#### What is needed:
Tally the lines in the material below that contain the string "floor", treating uppercase and lowercase letters as distinct. Reply with the number alone.

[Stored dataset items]
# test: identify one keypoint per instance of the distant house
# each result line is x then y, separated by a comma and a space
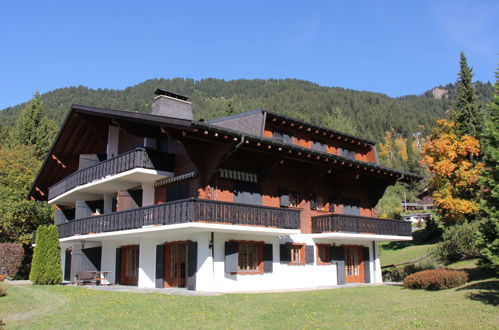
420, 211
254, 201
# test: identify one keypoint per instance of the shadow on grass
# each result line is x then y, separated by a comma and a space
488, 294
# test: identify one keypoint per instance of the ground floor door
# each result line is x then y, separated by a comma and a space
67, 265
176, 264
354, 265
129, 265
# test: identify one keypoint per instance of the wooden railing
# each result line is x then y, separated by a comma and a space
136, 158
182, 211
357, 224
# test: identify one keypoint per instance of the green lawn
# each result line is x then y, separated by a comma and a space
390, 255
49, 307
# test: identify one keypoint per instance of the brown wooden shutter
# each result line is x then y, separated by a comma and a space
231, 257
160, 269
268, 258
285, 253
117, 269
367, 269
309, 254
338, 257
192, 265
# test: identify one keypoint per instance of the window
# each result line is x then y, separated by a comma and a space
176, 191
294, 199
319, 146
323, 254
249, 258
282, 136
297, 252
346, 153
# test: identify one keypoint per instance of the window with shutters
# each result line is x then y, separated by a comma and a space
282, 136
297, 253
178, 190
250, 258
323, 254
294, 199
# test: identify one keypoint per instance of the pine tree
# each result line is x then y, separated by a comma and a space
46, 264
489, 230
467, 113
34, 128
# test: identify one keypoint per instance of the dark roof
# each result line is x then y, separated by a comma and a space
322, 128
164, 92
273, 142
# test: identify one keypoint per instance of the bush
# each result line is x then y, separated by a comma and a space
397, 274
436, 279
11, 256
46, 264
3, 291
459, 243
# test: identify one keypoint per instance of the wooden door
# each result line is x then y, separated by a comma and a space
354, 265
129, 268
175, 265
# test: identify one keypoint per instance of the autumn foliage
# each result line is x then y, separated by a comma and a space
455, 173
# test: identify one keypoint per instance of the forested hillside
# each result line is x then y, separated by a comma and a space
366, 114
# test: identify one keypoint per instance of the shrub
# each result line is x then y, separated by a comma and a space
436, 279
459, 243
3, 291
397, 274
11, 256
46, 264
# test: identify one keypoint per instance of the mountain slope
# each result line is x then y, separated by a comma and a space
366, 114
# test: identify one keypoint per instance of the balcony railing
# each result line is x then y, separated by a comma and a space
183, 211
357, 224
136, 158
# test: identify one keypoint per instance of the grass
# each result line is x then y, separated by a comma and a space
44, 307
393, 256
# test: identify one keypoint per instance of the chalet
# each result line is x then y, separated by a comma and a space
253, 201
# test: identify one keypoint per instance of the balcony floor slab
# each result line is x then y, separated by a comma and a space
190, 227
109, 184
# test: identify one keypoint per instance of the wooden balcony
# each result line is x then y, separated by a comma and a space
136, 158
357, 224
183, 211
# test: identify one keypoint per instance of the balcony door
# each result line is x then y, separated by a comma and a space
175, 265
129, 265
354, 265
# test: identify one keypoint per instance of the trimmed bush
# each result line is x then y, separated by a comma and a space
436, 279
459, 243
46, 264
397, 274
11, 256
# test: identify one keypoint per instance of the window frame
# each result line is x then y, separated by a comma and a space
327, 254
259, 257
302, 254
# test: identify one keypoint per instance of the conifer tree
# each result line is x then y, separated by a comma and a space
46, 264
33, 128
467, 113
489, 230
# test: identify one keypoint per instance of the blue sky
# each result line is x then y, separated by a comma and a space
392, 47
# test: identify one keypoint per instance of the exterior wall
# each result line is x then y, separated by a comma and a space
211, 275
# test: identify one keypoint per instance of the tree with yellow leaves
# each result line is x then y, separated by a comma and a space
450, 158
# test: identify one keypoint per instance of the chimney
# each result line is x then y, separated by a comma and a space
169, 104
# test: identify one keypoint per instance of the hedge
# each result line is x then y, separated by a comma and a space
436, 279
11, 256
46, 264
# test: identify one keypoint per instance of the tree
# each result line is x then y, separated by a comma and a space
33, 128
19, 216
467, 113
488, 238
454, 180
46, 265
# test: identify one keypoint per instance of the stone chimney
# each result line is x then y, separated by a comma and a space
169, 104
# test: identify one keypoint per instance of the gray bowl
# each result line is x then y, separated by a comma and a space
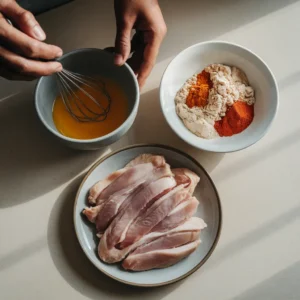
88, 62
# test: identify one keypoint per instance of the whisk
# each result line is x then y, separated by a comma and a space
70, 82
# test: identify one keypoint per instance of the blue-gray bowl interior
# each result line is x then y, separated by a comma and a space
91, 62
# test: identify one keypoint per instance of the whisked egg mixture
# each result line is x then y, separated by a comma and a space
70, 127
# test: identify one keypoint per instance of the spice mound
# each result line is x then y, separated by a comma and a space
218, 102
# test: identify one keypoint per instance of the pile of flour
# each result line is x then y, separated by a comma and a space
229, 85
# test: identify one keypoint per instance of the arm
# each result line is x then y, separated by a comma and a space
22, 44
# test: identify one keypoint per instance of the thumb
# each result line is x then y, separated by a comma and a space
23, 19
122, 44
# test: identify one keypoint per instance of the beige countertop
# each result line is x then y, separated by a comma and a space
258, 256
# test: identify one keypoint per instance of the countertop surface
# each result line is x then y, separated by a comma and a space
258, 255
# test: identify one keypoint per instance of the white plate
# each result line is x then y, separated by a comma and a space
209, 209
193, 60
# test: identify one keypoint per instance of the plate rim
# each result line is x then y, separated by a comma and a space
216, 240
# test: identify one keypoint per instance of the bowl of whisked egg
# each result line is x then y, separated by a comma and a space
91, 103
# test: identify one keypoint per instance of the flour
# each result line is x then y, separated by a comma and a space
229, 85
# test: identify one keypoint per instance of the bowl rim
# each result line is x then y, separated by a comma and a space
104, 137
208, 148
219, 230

* * *

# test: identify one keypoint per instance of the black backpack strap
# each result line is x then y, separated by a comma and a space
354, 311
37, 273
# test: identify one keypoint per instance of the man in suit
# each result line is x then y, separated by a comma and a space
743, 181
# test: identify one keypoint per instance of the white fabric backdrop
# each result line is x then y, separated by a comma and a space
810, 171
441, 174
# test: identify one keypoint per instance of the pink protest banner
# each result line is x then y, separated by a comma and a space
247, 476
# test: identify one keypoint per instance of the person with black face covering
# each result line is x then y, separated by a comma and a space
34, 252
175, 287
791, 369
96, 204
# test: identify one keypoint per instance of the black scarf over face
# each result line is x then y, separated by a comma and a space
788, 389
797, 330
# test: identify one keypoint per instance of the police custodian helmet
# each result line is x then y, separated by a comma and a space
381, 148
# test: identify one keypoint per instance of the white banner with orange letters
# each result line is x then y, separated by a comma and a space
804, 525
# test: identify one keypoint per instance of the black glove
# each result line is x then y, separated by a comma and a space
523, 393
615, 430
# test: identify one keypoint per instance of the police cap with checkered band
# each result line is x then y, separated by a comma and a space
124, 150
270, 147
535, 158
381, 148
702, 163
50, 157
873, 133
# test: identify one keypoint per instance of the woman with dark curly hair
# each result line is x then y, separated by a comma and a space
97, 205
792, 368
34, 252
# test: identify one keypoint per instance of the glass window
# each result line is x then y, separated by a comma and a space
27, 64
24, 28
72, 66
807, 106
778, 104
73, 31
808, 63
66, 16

* * *

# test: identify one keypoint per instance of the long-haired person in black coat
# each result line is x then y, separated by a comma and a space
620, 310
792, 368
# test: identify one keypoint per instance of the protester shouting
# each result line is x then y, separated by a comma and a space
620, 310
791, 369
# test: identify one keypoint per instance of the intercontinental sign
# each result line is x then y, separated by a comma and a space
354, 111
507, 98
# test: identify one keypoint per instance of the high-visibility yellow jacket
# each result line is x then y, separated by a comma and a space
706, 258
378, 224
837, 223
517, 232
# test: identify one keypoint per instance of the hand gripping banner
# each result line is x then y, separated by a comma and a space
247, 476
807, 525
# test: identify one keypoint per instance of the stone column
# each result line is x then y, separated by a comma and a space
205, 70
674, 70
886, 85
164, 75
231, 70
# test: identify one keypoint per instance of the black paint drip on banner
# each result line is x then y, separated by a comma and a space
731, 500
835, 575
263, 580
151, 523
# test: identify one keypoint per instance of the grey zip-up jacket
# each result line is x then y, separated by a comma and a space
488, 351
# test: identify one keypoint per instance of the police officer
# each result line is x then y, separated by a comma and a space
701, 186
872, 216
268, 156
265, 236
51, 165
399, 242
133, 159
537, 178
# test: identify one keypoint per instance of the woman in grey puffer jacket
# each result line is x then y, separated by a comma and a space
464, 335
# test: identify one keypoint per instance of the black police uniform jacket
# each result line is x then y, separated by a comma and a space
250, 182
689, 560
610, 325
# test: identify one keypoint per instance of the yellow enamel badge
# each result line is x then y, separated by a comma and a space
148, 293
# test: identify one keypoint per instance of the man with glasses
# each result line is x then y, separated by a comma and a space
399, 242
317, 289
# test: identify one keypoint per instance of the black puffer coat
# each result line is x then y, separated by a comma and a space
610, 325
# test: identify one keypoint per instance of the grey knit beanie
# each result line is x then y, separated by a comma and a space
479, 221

#### Written solution:
2